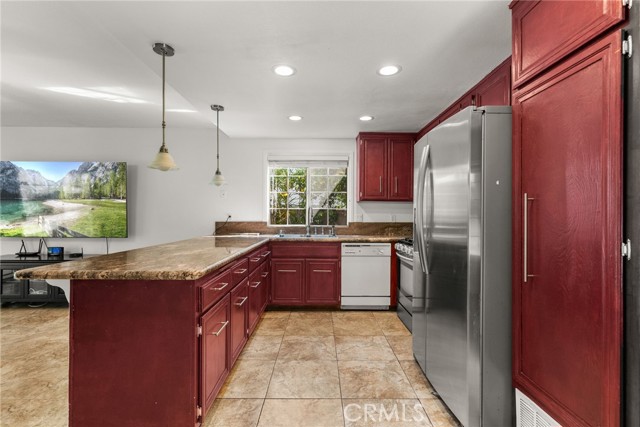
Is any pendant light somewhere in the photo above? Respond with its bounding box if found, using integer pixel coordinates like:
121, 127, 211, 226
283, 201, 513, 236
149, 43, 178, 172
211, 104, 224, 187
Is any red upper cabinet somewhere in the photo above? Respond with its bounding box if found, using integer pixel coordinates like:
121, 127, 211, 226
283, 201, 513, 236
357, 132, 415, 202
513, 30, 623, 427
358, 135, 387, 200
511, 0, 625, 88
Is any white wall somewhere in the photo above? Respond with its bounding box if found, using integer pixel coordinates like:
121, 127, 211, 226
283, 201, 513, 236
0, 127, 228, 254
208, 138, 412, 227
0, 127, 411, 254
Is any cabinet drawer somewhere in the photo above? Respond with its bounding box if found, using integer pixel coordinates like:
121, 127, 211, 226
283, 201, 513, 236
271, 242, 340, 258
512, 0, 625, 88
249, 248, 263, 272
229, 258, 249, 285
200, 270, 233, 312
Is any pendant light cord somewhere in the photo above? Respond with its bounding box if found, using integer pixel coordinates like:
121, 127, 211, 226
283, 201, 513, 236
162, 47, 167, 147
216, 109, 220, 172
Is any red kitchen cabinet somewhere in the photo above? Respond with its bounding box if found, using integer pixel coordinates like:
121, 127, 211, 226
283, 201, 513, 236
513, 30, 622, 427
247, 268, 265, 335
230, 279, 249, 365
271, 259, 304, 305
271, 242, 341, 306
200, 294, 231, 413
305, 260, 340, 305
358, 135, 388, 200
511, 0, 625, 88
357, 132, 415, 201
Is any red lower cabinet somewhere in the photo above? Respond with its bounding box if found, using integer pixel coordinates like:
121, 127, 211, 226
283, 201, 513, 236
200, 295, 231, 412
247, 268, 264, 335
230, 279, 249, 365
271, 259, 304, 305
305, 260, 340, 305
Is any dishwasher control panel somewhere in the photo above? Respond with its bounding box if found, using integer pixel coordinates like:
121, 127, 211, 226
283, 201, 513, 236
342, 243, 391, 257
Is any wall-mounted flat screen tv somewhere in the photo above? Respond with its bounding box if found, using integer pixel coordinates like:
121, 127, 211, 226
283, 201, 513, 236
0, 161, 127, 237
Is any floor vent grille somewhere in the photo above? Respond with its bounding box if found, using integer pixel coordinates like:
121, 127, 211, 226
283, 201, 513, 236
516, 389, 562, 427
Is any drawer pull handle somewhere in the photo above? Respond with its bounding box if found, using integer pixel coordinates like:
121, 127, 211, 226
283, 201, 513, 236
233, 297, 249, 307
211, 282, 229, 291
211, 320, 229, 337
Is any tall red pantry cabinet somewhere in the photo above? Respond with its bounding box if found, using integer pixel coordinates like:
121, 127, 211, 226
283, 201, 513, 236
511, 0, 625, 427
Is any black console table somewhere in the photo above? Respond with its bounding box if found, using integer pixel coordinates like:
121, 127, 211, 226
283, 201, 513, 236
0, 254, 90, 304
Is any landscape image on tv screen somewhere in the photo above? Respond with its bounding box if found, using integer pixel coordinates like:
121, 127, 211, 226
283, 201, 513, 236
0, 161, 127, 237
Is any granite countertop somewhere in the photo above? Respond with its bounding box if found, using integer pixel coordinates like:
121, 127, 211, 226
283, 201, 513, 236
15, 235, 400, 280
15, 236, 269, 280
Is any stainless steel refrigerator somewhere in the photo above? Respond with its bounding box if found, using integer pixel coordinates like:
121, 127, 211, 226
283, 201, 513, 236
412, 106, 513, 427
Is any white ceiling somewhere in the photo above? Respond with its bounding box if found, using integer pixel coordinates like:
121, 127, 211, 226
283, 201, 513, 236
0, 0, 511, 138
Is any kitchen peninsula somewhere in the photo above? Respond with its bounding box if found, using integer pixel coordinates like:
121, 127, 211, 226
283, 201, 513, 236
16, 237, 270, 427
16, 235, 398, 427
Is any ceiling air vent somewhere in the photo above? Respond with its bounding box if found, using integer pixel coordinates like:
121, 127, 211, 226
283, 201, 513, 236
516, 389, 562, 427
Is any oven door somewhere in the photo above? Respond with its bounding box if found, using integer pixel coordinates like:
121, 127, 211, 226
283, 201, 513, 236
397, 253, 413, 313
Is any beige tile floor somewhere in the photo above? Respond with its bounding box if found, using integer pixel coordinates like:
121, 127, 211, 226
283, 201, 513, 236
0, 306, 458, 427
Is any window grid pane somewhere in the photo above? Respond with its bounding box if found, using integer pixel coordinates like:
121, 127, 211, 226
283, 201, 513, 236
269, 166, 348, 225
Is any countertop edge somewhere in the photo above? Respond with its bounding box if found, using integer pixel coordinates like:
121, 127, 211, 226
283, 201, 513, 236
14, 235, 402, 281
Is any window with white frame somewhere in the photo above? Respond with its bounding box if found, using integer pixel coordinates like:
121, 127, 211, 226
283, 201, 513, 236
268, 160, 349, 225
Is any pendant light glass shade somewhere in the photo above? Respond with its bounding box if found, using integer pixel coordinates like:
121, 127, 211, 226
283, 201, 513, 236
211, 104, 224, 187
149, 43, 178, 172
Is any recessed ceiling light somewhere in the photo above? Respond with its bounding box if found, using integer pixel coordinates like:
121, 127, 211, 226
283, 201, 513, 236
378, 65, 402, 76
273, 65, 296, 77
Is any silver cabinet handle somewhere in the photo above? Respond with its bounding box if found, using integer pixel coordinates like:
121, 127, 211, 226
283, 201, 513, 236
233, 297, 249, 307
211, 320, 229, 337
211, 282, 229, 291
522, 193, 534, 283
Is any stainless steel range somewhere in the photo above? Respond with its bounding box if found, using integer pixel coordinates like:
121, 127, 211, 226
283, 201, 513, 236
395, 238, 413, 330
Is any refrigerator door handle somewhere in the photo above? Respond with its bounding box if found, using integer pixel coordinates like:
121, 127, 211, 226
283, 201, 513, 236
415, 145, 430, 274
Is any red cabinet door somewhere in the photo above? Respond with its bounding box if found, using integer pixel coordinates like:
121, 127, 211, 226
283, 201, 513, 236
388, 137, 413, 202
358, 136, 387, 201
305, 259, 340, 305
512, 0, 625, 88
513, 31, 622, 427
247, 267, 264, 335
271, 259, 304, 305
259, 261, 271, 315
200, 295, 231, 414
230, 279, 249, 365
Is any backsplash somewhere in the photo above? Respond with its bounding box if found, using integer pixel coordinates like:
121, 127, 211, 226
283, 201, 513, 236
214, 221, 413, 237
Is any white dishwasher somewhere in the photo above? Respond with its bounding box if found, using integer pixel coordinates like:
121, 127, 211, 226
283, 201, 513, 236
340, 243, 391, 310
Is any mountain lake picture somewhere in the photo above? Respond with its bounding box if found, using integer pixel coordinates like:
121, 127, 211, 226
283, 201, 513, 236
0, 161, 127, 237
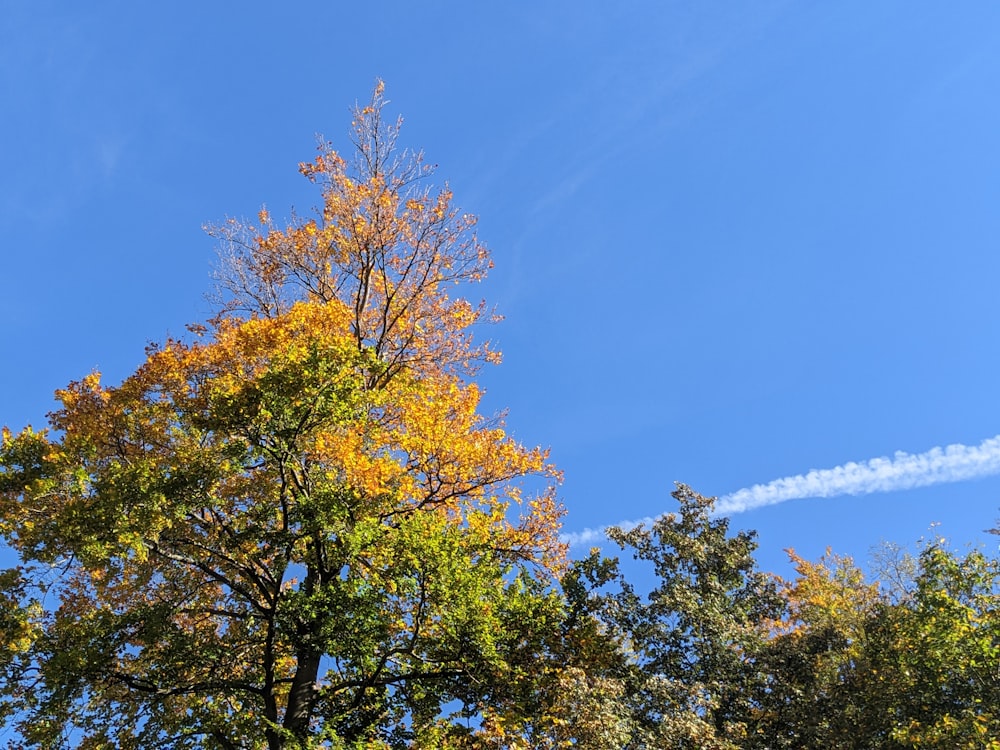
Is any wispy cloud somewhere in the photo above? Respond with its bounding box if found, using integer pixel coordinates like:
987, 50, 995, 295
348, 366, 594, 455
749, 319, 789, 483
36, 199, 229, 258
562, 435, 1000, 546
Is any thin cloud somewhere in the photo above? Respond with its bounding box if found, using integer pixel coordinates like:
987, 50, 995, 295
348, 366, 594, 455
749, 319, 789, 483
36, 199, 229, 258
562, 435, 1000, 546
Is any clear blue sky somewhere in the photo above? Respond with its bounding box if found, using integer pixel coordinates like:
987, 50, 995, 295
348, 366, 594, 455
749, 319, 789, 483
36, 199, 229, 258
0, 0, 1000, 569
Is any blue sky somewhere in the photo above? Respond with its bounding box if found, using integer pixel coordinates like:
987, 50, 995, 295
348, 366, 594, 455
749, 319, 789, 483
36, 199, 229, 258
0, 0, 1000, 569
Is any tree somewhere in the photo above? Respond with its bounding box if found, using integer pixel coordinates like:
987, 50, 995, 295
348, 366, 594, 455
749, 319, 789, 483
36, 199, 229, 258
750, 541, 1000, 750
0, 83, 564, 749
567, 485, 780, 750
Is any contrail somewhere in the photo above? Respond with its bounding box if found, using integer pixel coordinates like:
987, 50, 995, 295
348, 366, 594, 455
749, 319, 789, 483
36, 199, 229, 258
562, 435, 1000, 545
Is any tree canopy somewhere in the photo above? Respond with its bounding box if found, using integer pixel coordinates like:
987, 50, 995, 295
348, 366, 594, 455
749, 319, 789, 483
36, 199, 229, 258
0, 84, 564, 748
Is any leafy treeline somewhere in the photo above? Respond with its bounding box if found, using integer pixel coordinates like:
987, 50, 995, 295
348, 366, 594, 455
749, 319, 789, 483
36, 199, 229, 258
-------
**EXERCISE BRIEF**
Take the lines from the one containing "Is any window grid" through the one containing "269, 166, 348, 225", swap "window grid pane" for "window frame", and give them back with nothing else altered.

**TASK RESPONSE**
Is any window frame somewhere in the photo above? Respond with its bounding box if found, using integer pixel coordinates like:
121, 127, 211, 226
283, 201, 513, 236
269, 166, 348, 225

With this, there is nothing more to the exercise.